**DESCRIPTION OF THE TASK:**
Output the rows in the stretch from "Detect the concrete walkway" through "[54,0,261,184]" as a two-column CSV with the columns request and boxes. Use one line per row, putting the request text and its answer each in a single quoted field with line breaks replaced by spaces.

Entries for bounding box labeling
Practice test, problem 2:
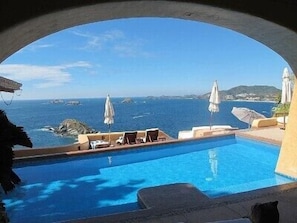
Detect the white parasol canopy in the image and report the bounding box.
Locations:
[281,67,292,129]
[208,81,221,128]
[104,95,115,141]
[281,68,292,104]
[0,76,22,93]
[231,107,266,127]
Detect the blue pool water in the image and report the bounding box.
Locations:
[3,136,292,222]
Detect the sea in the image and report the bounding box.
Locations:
[0,97,276,149]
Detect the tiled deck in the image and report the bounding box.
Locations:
[66,127,297,223]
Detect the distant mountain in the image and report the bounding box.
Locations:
[199,85,281,101]
[147,85,281,101]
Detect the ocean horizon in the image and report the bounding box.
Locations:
[0,97,276,148]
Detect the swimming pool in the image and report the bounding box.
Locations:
[2,135,292,222]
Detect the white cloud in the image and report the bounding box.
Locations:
[72,30,125,50]
[27,43,54,51]
[0,61,91,88]
[72,30,150,57]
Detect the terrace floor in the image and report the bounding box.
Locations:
[69,127,297,223]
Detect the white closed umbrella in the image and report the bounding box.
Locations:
[231,107,266,127]
[281,68,292,104]
[208,81,221,129]
[281,68,292,129]
[104,95,115,141]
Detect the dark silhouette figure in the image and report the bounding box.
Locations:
[0,110,33,193]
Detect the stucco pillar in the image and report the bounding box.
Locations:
[275,82,297,179]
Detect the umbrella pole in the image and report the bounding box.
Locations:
[108,124,110,143]
[209,112,213,130]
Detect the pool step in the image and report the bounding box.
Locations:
[137,183,210,209]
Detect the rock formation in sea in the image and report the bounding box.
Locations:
[54,119,96,136]
[121,98,133,103]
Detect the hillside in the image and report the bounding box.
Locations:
[198,85,281,101]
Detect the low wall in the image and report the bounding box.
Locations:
[14,143,81,158]
[252,118,277,128]
[14,130,172,160]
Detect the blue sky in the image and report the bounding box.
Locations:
[0,18,291,100]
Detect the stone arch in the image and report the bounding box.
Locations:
[0,0,297,178]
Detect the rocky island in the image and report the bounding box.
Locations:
[47,119,97,136]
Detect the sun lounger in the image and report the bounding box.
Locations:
[90,140,110,149]
[143,128,159,142]
[116,132,137,145]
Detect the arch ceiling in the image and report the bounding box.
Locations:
[0,0,297,74]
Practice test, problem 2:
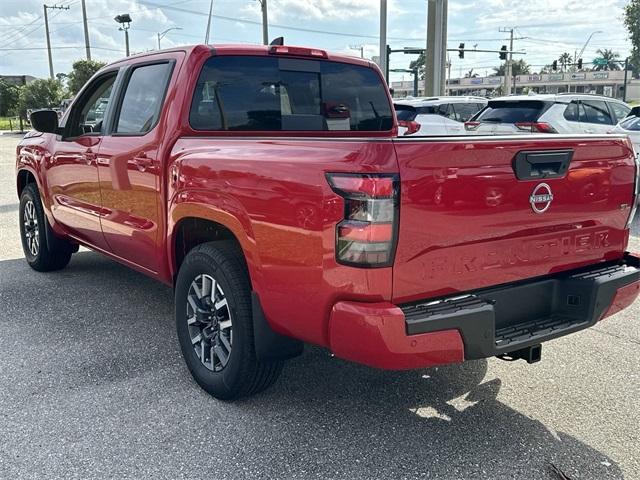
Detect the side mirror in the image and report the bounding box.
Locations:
[29,110,58,133]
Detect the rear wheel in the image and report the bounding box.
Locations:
[175,242,282,400]
[19,183,75,272]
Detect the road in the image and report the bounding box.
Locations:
[0,135,640,480]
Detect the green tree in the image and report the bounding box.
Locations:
[594,48,620,70]
[493,59,531,76]
[19,78,65,116]
[67,60,105,95]
[624,0,640,78]
[0,79,20,117]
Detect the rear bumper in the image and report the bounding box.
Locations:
[329,254,640,370]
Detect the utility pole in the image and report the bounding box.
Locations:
[380,0,389,81]
[498,28,515,95]
[424,0,449,96]
[258,0,269,45]
[614,57,629,102]
[42,4,69,80]
[82,0,91,60]
[205,0,213,43]
[157,27,182,50]
[113,13,131,57]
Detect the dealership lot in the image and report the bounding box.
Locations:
[0,135,640,479]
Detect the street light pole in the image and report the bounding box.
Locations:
[114,13,131,57]
[158,27,182,50]
[205,0,213,44]
[82,0,91,60]
[258,0,269,45]
[42,4,69,80]
[380,0,389,80]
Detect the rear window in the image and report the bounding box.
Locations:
[394,104,418,122]
[189,56,393,131]
[476,100,547,123]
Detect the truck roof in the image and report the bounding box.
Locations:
[107,43,375,67]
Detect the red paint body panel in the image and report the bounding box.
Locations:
[393,137,635,303]
[16,45,634,369]
[602,282,640,319]
[169,137,397,345]
[329,302,464,370]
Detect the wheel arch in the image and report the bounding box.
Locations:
[16,167,40,198]
[167,203,259,288]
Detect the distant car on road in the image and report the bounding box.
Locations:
[465,94,631,135]
[394,97,487,136]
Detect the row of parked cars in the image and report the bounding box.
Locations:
[395,94,640,151]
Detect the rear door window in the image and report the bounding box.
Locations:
[115,62,173,135]
[189,56,393,131]
[564,100,580,122]
[476,100,547,123]
[580,100,613,125]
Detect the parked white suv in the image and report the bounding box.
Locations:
[394,97,487,135]
[465,93,631,135]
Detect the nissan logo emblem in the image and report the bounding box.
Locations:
[529,183,553,213]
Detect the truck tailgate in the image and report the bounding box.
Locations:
[393,135,636,303]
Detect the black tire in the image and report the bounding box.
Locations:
[19,183,75,272]
[175,241,283,400]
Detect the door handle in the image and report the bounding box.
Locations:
[133,153,153,172]
[82,148,96,165]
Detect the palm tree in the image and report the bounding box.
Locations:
[594,48,620,70]
[558,52,573,72]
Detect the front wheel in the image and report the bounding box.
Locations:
[175,242,282,400]
[19,183,74,272]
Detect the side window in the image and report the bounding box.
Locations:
[115,63,172,134]
[189,55,392,131]
[564,100,580,122]
[609,102,631,123]
[67,72,117,137]
[580,100,613,125]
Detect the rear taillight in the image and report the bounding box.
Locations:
[515,122,558,133]
[398,120,420,135]
[627,149,640,228]
[327,173,400,267]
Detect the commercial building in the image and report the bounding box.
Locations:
[391,71,640,100]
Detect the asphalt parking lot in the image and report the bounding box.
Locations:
[0,135,640,480]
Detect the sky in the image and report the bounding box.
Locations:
[0,0,630,80]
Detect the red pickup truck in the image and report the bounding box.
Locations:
[16,45,640,399]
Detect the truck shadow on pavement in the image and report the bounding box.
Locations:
[0,252,623,479]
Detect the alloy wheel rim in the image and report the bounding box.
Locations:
[22,200,40,257]
[187,274,233,372]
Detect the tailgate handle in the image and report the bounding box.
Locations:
[513,150,573,180]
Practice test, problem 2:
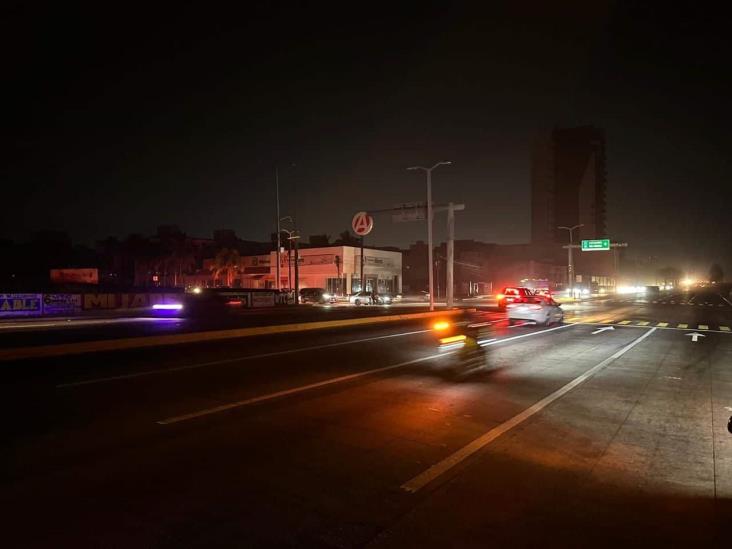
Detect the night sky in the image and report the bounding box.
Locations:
[5,1,732,274]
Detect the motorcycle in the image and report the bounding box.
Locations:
[432,315,492,375]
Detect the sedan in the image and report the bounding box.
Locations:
[506,299,564,326]
[348,292,374,305]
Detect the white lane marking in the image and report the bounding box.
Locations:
[401,328,656,493]
[63,330,430,389]
[157,324,576,425]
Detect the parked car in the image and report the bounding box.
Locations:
[506,298,564,326]
[496,286,534,311]
[300,288,336,303]
[348,292,375,305]
[374,293,394,305]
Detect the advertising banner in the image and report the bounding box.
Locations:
[82,292,183,310]
[43,294,81,315]
[51,269,99,284]
[0,294,42,317]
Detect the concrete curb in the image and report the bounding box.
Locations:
[0,309,469,362]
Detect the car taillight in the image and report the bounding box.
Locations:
[432,320,450,332]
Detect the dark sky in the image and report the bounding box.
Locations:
[0,1,732,272]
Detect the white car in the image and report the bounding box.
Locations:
[506,299,564,326]
[348,292,374,305]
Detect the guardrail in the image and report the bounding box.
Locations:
[0,309,469,361]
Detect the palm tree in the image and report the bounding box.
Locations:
[211,248,241,286]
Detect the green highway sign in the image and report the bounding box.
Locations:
[582,238,610,252]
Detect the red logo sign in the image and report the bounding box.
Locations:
[351,212,374,236]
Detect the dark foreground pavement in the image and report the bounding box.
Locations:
[0,311,732,547]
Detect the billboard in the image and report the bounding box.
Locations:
[0,294,42,317]
[43,294,81,315]
[251,292,274,307]
[51,269,99,284]
[81,292,183,310]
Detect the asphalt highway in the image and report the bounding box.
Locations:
[0,284,732,548]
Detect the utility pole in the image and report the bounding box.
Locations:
[361,236,366,292]
[275,166,282,291]
[293,234,300,305]
[407,161,452,311]
[445,202,455,309]
[557,223,585,299]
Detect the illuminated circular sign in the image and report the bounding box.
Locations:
[351,212,374,236]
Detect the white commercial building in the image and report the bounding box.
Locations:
[205,246,402,295]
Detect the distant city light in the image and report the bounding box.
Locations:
[153,303,183,311]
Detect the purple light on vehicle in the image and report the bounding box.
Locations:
[153,303,183,311]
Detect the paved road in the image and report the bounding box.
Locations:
[0,288,732,547]
[0,303,438,347]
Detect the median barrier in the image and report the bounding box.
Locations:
[0,309,470,361]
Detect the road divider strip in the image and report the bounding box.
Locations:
[0,309,474,361]
[401,328,657,493]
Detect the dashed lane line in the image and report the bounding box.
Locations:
[401,328,656,493]
[157,324,576,425]
[56,330,429,389]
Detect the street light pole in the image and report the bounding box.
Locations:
[557,223,585,299]
[275,166,282,291]
[407,161,452,311]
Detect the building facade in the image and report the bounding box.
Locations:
[531,126,607,246]
[193,246,402,296]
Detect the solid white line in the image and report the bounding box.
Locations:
[401,328,656,493]
[61,330,429,389]
[157,324,574,425]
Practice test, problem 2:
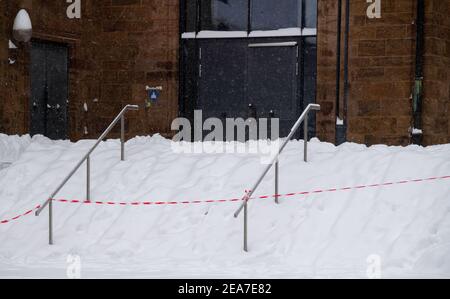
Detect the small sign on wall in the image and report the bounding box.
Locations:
[145,86,163,108]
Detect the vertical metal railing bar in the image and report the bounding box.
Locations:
[86,156,91,201]
[36,105,139,245]
[275,161,280,204]
[303,114,308,162]
[120,115,125,161]
[234,104,320,252]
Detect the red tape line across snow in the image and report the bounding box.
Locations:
[0,176,450,224]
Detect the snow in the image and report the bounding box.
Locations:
[197,30,247,38]
[8,40,17,49]
[181,32,195,39]
[249,28,302,37]
[0,135,450,278]
[0,133,31,163]
[411,128,423,135]
[13,9,32,30]
[181,27,317,39]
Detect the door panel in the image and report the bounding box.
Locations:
[47,44,68,139]
[30,41,68,139]
[198,40,247,118]
[30,43,47,136]
[248,42,299,136]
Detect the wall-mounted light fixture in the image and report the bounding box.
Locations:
[13,9,33,43]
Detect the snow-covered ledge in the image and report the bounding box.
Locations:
[181,27,317,39]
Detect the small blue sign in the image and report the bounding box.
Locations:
[148,89,161,103]
[146,86,162,108]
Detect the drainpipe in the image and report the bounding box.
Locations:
[411,0,425,145]
[344,0,350,141]
[336,0,345,145]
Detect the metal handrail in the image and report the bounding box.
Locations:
[36,105,139,245]
[234,104,320,252]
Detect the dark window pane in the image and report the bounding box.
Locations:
[251,0,301,30]
[303,0,317,28]
[183,0,197,32]
[201,0,248,31]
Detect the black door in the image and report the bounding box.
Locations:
[30,41,68,140]
[197,39,302,138]
[197,40,248,122]
[247,41,299,137]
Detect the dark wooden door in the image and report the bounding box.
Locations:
[30,41,68,140]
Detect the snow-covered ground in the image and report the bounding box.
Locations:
[0,135,450,278]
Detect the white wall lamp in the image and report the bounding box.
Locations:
[13,9,33,43]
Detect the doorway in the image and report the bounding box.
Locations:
[30,40,69,140]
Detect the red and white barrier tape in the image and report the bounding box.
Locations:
[0,176,450,224]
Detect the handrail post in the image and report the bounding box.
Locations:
[275,161,280,204]
[35,105,139,245]
[48,198,53,245]
[120,114,125,161]
[86,156,91,202]
[303,114,308,162]
[244,199,248,252]
[234,104,320,252]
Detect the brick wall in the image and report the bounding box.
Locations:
[0,0,179,140]
[423,0,450,144]
[0,0,450,145]
[317,0,415,144]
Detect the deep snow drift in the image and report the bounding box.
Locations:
[0,135,450,278]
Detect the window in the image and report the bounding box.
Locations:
[181,0,317,38]
[251,0,302,30]
[201,0,248,31]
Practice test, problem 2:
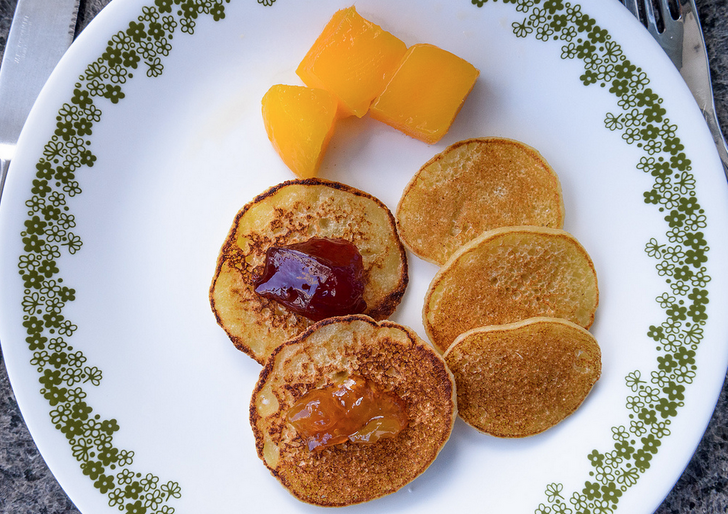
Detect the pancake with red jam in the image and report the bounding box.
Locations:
[210,178,408,364]
[250,315,457,507]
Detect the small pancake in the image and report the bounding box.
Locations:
[396,137,564,265]
[210,178,409,364]
[422,227,599,352]
[250,315,457,507]
[445,318,602,437]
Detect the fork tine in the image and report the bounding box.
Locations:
[620,0,642,21]
[643,0,661,37]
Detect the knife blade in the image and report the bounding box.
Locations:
[0,0,79,199]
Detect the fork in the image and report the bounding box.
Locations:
[620,0,728,178]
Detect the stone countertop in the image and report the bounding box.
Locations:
[0,0,728,514]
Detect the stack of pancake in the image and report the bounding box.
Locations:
[210,179,457,506]
[397,138,601,437]
[210,138,601,506]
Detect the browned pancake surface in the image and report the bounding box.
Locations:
[422,227,599,352]
[210,179,408,364]
[445,318,601,437]
[397,137,564,265]
[250,315,456,506]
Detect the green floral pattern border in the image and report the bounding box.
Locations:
[471,0,710,514]
[12,0,710,508]
[18,0,230,514]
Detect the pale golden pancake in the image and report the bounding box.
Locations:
[445,318,602,437]
[422,227,599,352]
[250,315,457,507]
[210,179,408,364]
[396,137,564,265]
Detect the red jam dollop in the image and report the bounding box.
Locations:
[287,376,407,451]
[253,237,367,321]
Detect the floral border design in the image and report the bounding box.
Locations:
[471,0,710,514]
[12,0,710,514]
[18,0,230,514]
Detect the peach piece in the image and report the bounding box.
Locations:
[370,44,480,144]
[296,6,407,118]
[261,84,338,178]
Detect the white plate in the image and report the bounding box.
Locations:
[0,0,728,514]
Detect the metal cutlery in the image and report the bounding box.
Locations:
[0,0,79,202]
[620,0,728,178]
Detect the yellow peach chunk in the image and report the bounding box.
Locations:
[370,44,480,144]
[296,6,407,118]
[261,84,338,178]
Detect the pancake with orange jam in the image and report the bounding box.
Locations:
[250,315,456,507]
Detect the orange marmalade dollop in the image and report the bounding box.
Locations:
[287,376,407,451]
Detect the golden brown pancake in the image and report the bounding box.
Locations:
[445,318,602,437]
[250,315,457,507]
[422,227,599,352]
[396,137,564,265]
[210,178,408,364]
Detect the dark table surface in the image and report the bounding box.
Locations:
[0,0,728,514]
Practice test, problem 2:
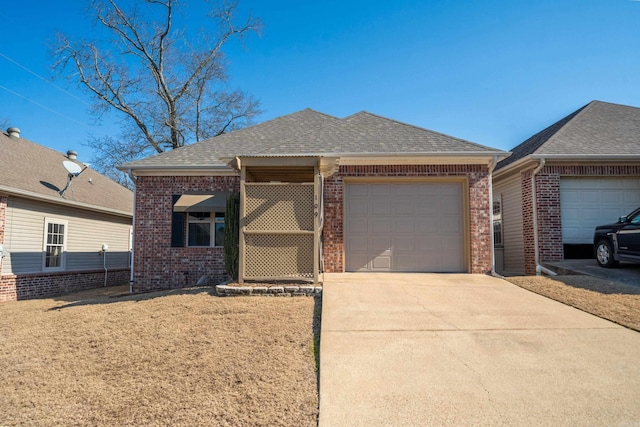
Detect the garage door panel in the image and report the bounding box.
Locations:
[371,255,391,271]
[393,199,417,217]
[368,184,391,197]
[395,218,416,234]
[346,199,369,216]
[393,235,416,255]
[347,219,369,235]
[347,235,369,253]
[349,184,369,198]
[345,182,465,272]
[560,177,640,244]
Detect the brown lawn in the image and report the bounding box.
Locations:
[0,287,320,426]
[507,275,640,331]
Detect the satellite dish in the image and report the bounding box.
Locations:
[60,160,87,197]
[62,160,82,176]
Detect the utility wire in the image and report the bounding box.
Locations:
[0,85,90,128]
[0,52,91,107]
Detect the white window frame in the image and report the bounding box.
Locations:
[185,210,225,248]
[42,218,69,271]
[491,194,504,249]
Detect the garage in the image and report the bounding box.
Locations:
[560,177,640,245]
[344,181,467,272]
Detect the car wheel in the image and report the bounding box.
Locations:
[596,240,618,268]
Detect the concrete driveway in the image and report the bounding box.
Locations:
[319,273,640,427]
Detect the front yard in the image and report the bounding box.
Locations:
[0,287,320,426]
[507,275,640,331]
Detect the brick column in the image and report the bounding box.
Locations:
[0,194,9,275]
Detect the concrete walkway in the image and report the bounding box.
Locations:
[319,273,640,427]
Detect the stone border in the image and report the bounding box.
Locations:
[216,285,322,297]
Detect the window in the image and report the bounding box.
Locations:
[187,212,224,246]
[171,191,228,248]
[43,218,67,270]
[493,198,503,248]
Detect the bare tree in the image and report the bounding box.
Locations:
[54,0,261,184]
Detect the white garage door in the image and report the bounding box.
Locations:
[560,178,640,244]
[345,182,466,272]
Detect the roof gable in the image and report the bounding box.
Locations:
[497,101,640,169]
[120,108,340,170]
[120,109,506,169]
[0,132,133,215]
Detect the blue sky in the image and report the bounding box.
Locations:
[0,0,640,161]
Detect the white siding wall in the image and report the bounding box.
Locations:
[2,196,131,274]
[493,174,524,275]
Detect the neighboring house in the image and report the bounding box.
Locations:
[0,128,133,301]
[120,109,508,291]
[493,101,640,275]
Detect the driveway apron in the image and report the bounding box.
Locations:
[319,273,640,427]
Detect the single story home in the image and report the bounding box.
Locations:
[0,128,133,301]
[493,101,640,275]
[119,109,509,291]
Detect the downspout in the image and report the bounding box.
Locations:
[102,244,109,287]
[489,156,504,279]
[127,169,137,294]
[531,158,557,276]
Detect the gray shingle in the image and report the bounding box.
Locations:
[497,101,640,169]
[0,132,133,214]
[120,109,502,169]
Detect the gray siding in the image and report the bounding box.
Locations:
[493,174,524,275]
[2,196,131,274]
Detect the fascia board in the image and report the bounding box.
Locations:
[129,166,239,176]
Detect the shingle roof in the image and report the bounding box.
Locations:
[0,132,133,215]
[120,109,506,170]
[496,101,640,169]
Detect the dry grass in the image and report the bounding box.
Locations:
[0,288,319,426]
[507,275,640,331]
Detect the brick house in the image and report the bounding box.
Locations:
[493,101,640,275]
[120,109,508,291]
[0,128,133,301]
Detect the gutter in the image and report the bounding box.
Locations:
[127,169,138,294]
[489,155,504,279]
[531,157,557,276]
[495,154,640,177]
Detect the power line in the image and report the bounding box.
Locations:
[0,52,91,107]
[0,85,90,128]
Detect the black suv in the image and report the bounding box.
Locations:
[593,208,640,267]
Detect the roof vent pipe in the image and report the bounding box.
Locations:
[7,128,20,138]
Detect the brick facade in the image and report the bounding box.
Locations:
[133,165,491,292]
[323,165,492,273]
[0,194,8,274]
[133,176,240,292]
[0,268,130,302]
[521,165,640,275]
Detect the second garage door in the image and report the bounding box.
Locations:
[560,177,640,245]
[345,182,466,272]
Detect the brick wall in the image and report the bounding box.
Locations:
[0,268,130,302]
[133,176,240,292]
[0,194,9,274]
[521,165,640,275]
[520,170,536,275]
[323,165,491,273]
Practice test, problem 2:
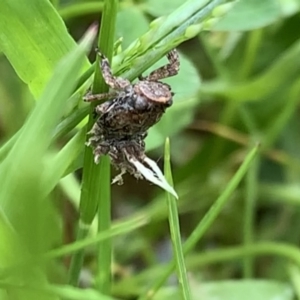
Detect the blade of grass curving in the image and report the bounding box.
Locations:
[139,145,258,300]
[93,0,119,295]
[0,30,95,223]
[0,0,223,166]
[243,157,259,278]
[42,216,149,260]
[69,0,118,294]
[0,0,89,97]
[164,138,192,300]
[0,30,96,300]
[58,1,103,21]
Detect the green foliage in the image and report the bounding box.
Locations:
[0,0,300,300]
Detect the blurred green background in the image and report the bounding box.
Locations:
[0,0,300,299]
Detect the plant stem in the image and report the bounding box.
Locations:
[69,0,118,288]
[140,146,258,300]
[164,138,192,300]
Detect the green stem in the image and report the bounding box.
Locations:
[58,2,103,21]
[164,139,192,300]
[69,223,89,286]
[69,0,118,288]
[140,146,258,300]
[93,0,119,295]
[243,157,259,278]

**RESULT OF THIS TASK:**
request,boxes
"Detect the concrete walkway in the image and report the bounding box. Locations:","[319,273,640,427]"
"Detect the stone border in the image and report the bounding box. Locations:","[216,285,322,297]"
"Detect the window in the image and report the bounding box. Locations:","[187,212,224,246] [171,191,228,248] [43,218,67,270] [493,198,503,248]"
"Detect the bare tree in the image and report the bounding box. Locations:","[54,0,261,184]"